*** Opening Exercise data ***
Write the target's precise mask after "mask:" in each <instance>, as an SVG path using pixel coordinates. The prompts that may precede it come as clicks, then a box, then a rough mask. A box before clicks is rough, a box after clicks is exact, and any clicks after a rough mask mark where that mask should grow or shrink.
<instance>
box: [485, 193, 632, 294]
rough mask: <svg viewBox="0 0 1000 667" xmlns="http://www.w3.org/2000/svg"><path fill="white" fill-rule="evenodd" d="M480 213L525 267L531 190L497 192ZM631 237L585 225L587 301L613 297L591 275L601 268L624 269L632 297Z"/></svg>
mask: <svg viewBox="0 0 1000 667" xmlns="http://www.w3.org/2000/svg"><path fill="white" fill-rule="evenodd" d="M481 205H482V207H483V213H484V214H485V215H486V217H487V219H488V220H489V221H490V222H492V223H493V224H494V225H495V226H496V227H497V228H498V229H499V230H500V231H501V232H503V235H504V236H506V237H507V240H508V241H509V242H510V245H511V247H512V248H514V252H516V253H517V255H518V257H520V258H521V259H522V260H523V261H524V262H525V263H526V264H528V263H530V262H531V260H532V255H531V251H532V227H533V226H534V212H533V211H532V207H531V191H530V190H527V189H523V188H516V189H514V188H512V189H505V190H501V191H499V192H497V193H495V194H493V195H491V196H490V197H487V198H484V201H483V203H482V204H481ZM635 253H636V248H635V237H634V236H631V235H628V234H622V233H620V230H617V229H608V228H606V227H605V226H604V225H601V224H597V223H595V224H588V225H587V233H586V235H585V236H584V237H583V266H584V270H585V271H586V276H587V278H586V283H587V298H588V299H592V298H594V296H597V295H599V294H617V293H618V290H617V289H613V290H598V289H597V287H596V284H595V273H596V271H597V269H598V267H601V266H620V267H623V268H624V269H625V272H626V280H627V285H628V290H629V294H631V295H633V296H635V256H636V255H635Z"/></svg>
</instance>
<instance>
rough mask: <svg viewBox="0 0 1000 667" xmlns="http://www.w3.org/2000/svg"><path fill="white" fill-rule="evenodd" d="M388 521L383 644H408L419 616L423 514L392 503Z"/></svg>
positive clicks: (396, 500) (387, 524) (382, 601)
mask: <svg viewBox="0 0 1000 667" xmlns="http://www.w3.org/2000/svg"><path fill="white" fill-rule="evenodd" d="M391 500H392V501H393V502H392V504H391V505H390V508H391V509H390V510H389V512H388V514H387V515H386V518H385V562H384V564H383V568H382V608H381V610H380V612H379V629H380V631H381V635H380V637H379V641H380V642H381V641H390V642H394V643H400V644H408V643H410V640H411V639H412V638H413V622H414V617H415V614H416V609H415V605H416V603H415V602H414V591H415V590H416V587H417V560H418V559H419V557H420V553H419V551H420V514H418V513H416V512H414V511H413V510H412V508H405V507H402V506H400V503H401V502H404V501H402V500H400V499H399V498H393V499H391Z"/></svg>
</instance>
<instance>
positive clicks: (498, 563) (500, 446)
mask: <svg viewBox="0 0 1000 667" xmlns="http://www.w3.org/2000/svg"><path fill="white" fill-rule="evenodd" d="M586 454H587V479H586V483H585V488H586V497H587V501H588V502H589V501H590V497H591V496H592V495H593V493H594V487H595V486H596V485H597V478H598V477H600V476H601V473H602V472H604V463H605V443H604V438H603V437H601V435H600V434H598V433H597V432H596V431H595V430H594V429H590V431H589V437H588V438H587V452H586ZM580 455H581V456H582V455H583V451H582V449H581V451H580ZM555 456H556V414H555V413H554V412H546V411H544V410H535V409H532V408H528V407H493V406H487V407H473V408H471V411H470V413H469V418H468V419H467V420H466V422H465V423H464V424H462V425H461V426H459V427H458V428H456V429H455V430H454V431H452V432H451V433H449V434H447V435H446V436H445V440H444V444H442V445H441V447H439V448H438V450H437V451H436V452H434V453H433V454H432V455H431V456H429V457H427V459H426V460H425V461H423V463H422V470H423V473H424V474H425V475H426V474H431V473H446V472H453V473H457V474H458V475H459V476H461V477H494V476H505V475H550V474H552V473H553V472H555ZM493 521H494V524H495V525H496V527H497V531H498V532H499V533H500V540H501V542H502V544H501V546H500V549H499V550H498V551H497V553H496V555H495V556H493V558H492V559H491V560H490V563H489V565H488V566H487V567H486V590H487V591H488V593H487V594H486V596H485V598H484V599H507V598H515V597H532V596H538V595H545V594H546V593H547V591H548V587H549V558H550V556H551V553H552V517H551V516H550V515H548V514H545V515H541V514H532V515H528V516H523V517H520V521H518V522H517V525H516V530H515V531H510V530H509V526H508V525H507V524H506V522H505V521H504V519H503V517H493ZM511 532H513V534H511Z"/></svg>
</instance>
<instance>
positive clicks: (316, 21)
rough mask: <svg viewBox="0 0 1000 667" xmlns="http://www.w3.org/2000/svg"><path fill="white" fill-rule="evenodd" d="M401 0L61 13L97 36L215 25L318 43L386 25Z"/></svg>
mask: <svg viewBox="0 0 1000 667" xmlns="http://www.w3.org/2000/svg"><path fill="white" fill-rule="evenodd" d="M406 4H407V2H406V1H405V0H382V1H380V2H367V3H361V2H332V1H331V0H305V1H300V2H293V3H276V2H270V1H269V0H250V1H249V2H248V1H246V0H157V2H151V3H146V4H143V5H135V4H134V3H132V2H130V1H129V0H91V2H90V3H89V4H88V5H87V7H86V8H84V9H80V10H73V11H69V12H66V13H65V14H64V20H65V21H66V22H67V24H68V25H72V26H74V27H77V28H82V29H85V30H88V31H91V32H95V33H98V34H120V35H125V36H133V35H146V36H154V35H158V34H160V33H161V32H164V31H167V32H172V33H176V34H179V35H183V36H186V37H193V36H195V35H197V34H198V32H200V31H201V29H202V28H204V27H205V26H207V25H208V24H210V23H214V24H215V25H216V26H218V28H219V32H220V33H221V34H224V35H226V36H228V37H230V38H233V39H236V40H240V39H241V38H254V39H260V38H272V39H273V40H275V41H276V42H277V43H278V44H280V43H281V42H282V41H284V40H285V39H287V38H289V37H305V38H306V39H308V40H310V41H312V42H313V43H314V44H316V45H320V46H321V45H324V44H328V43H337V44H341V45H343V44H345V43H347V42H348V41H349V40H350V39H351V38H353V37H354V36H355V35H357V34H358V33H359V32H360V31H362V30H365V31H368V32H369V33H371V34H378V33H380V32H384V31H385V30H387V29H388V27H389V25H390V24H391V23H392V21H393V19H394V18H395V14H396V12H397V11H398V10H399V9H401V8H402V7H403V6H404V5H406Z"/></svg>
*** Closing Exercise data ***
◆ **What this task involves**
Without changing a single word, reproduce the entries above.

◆ **Result of this task**
Write the target's precise mask after "mask:" in each <instance>, as an SVG path using pixel coordinates. The prompts that may precede it come as clicks, then a box, then a rough mask. A box before clicks is rough, a box after clicks is exact, and any clicks after a rough mask mark where that mask should grow or shrink.
<instance>
box: [485, 193, 632, 294]
rough mask: <svg viewBox="0 0 1000 667" xmlns="http://www.w3.org/2000/svg"><path fill="white" fill-rule="evenodd" d="M480 213L525 267L531 190L497 192ZM631 237L585 225L587 301L613 297L591 275L601 268L624 269L632 297Z"/></svg>
mask: <svg viewBox="0 0 1000 667" xmlns="http://www.w3.org/2000/svg"><path fill="white" fill-rule="evenodd" d="M481 205H482V207H483V213H484V214H485V215H486V217H487V219H488V220H489V221H490V222H492V223H493V224H494V225H495V226H496V227H497V228H498V229H499V230H500V231H501V232H503V235H504V236H506V237H507V240H508V241H509V242H510V245H511V247H512V248H514V252H516V253H517V255H518V257H520V258H521V259H522V260H523V261H524V262H525V263H526V264H528V263H530V262H531V260H532V255H531V251H532V227H533V226H534V212H533V211H532V207H531V191H530V190H527V189H523V188H516V189H514V188H512V189H505V190H501V191H499V192H497V193H495V194H493V195H491V196H490V197H487V198H484V201H483V203H482V204H481ZM635 253H636V248H635V237H634V236H631V235H628V234H622V233H620V230H617V229H608V228H606V227H605V226H604V225H601V224H597V223H595V224H588V225H587V233H586V235H585V236H584V237H583V266H584V270H585V271H586V276H587V278H586V283H587V298H588V299H592V298H594V296H597V295H599V294H617V293H618V290H617V289H613V290H598V289H597V287H596V284H595V273H596V271H597V269H598V267H601V266H620V267H623V268H624V269H625V272H626V280H627V285H628V290H629V294H631V295H633V296H635V256H636V255H635Z"/></svg>
</instance>
<instance>
rough mask: <svg viewBox="0 0 1000 667" xmlns="http://www.w3.org/2000/svg"><path fill="white" fill-rule="evenodd" d="M388 521L383 644H408L419 616L423 514L392 503Z"/></svg>
positive clicks: (396, 500) (387, 524) (382, 601)
mask: <svg viewBox="0 0 1000 667" xmlns="http://www.w3.org/2000/svg"><path fill="white" fill-rule="evenodd" d="M391 500H392V501H393V502H392V504H391V505H390V508H391V509H390V510H389V512H388V514H387V515H386V518H385V562H384V564H383V568H382V608H381V610H380V612H379V629H380V631H381V635H380V637H379V641H380V642H381V641H390V642H394V643H400V644H408V643H410V640H411V639H412V638H413V622H414V617H415V614H416V609H415V605H416V603H415V602H414V591H415V590H416V587H417V560H418V559H419V557H420V553H419V551H420V514H418V513H416V512H414V511H413V510H412V508H405V507H402V506H400V503H401V502H404V501H402V500H400V499H399V498H393V499H391Z"/></svg>
</instance>
<instance>
positive clicks: (498, 563) (500, 446)
mask: <svg viewBox="0 0 1000 667" xmlns="http://www.w3.org/2000/svg"><path fill="white" fill-rule="evenodd" d="M586 454H587V479H586V483H585V488H586V497H587V501H588V502H589V501H590V497H591V496H592V495H593V493H594V487H595V486H596V485H597V478H598V477H600V476H601V473H602V472H604V463H605V443H604V438H603V437H601V435H600V434H598V433H597V432H596V431H595V430H594V429H590V431H589V437H588V438H587V452H586ZM580 455H581V456H582V455H583V451H582V449H581V451H580ZM555 456H556V414H555V413H554V412H546V411H544V410H535V409H532V408H528V407H493V406H487V407H473V408H471V411H470V413H469V418H468V419H467V420H466V422H465V423H464V424H462V425H461V426H459V427H458V428H456V429H455V430H454V431H452V432H451V433H449V434H447V435H446V436H445V440H444V444H442V445H441V447H439V448H438V450H437V451H436V452H434V453H433V454H432V455H431V456H429V457H427V459H426V460H425V461H423V463H422V470H423V473H424V474H425V475H426V474H431V473H446V472H453V473H457V474H458V475H459V476H461V477H494V476H505V475H550V474H552V473H553V472H555ZM493 521H494V524H495V525H496V527H497V531H498V532H499V533H500V540H501V542H502V544H501V546H500V549H499V550H498V551H497V553H496V555H495V556H493V558H492V559H491V560H490V563H489V565H488V566H487V567H486V590H487V591H488V593H487V594H486V596H485V598H484V599H507V598H515V597H532V596H538V595H545V594H546V593H547V591H548V587H549V558H550V556H551V553H552V517H551V516H550V515H548V514H545V515H541V514H532V515H528V516H523V517H520V521H518V522H517V525H516V530H515V531H510V530H509V526H508V525H507V524H506V522H505V521H504V519H503V517H493ZM511 532H513V534H511Z"/></svg>
</instance>
<instance>
positive clicks: (316, 21)
rough mask: <svg viewBox="0 0 1000 667" xmlns="http://www.w3.org/2000/svg"><path fill="white" fill-rule="evenodd" d="M401 0L61 13L97 36L215 25L318 43L386 25Z"/></svg>
mask: <svg viewBox="0 0 1000 667" xmlns="http://www.w3.org/2000/svg"><path fill="white" fill-rule="evenodd" d="M406 4H407V2H406V1H405V0H382V1H380V2H367V3H361V2H332V1H331V0H305V1H300V2H293V3H276V2H270V1H269V0H250V1H249V2H248V1H246V0H157V2H151V3H146V4H143V5H135V4H134V3H132V2H130V1H129V0H91V2H90V3H89V4H88V5H87V7H86V8H84V9H80V10H73V11H69V12H66V13H65V14H64V20H65V21H66V22H67V24H68V25H72V26H74V27H77V28H82V29H85V30H88V31H91V32H95V33H98V34H120V35H125V36H133V35H146V36H154V35H158V34H160V33H161V32H164V31H167V32H172V33H176V34H179V35H183V36H186V37H193V36H195V35H197V34H198V32H200V31H201V29H202V28H204V27H205V26H207V25H208V24H210V23H214V24H215V25H216V26H218V28H219V32H220V33H221V34H224V35H226V36H228V37H230V38H233V39H236V40H240V39H241V38H254V39H260V38H272V39H273V40H275V41H276V42H277V43H278V44H280V43H281V42H282V41H284V40H285V39H287V38H289V37H305V38H306V39H308V40H310V41H312V42H313V43H314V44H316V45H320V46H321V45H324V44H328V43H337V44H341V45H343V44H345V43H347V42H348V41H349V40H350V39H351V38H353V37H354V36H355V35H357V34H358V33H359V32H360V31H362V30H365V31H368V32H369V33H371V34H378V33H380V32H384V31H385V30H387V29H388V27H389V25H390V24H391V23H392V21H393V19H394V18H395V14H396V12H397V11H398V10H399V9H401V8H402V7H403V6H404V5H406Z"/></svg>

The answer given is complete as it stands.